* Texto proporcionado:
Una oda a la ociosidad presupone una crítica al trabajo[1]. Al ídolo trabajo, alabado por absolutamente todos. El debate y el problema entre ellos estriba en cómo organizar la producción; pero pocos ven el problema en el trabajo mismo. Una lección histórica es que no puede vencerse al enemigo apelando a su propia moral. La moral burguesa del trabajo no es una excepción. Por dos míseros puestos de trabajo, por dos empleados más, se justifica la destrucción de la naturaleza y de la persona. Todos, sin excepción, se ven arrodillados ante este ídolo que no acepta otro Dios a su lado.
Acometer esta crítica no es nada fácil. ¿Cómo hacerlo exactamente? Todo el mundo busca trabajo hoy en día, ¿y uno pretende criticarlo? Es tal la interiorización existente en cada uno de nosotros respecto al trabajo, a la productividad, a la ilusión cuantitativa del capital, que realmente es complicado darse cuenta. Lo rodea todo y a todas horas, incluso a uno mismo. Hasta el término “tiempo libre” es un concepto carcelario, que solamente sirve para que la fuerza de trabajo reponga energías y pueda seguir así produciendo infinitamente, fuera de toda lógica.
Cuando a cualquiera se le pregunta qué es (pregunta ambigua donde las haya, con una enorme cantidad de respuestas posibles), muy posiblemente, sin pensarlo siquiera, te responderá su oficio. “Yo soy peluquero”. “Yo soy profesora”. Eso es lo que somos. Nuestro trabajo. El capital, tras siglos de adiestramiento, ha sido terriblemente brillante al identificar por completo a la persona con su trabajo. De esta manera, la diversidad humana que se presupone que tenemos se ve reducida a su mínima expresión; al fin último de trabajar para conseguir dinero, para que de esta manera se pueda satisfacer la triste noción de libertad que se tiene actualmente; la de elegir qué mercancía escoger en los estantes de las tiendas.

* Enunciado: Según el texto sobre la crítica al trabajo, ¿qué responde muy posiblemente cualquier persona cuando se le pregunta qué es?

* Segmento de datos:
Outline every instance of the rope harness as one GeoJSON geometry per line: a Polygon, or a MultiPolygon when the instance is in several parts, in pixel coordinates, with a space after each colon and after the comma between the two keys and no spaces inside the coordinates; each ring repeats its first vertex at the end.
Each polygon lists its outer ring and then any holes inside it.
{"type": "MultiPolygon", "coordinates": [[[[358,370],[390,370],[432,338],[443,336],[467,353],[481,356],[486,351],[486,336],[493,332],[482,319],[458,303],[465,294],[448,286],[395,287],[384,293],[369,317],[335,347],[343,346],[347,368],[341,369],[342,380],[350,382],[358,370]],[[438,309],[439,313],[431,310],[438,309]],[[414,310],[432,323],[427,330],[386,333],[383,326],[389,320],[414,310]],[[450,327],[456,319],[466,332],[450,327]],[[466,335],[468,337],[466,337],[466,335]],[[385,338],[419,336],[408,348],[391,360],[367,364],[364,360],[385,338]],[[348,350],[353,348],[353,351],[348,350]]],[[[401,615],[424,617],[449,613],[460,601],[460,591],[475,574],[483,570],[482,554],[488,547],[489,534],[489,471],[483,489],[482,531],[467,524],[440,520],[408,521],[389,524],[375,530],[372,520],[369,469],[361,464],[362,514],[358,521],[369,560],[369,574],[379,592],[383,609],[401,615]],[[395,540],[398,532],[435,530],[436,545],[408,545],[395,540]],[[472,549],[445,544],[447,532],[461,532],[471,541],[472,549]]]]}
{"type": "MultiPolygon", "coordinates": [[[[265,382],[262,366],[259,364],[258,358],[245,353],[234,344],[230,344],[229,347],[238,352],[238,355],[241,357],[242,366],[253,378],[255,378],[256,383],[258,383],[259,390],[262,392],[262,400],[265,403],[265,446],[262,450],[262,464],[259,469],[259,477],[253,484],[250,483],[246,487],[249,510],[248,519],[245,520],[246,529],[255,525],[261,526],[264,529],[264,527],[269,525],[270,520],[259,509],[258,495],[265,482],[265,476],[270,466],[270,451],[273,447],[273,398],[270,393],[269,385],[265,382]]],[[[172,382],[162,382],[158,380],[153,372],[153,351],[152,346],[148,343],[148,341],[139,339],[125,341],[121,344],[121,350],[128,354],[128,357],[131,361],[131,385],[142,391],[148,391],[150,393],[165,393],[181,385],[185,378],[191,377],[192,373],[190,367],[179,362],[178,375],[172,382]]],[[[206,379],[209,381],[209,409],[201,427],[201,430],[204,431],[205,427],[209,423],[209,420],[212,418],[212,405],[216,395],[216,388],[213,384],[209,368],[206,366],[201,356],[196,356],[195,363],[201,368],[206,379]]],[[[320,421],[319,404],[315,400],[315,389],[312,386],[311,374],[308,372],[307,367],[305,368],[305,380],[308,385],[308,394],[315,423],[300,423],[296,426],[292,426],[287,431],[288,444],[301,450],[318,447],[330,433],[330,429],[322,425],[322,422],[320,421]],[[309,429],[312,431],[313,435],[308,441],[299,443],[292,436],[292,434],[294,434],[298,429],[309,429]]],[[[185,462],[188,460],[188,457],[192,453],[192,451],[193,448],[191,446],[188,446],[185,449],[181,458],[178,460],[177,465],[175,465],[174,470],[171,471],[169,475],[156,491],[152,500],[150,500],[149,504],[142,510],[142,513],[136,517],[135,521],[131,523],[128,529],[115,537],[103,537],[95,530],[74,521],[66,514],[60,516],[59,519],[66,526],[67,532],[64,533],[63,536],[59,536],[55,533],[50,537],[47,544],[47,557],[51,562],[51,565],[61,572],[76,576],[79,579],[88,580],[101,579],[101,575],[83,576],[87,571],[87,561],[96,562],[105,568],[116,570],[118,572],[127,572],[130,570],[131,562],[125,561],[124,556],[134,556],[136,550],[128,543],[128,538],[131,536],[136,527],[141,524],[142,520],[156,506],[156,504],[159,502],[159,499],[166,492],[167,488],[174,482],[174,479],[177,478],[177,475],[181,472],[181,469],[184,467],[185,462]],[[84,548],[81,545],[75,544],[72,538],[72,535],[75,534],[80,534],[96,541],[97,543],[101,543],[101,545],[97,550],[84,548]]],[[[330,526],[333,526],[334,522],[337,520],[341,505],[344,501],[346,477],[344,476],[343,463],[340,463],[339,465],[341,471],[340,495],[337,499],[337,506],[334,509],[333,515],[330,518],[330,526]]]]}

* Solución: Responde con su oficio.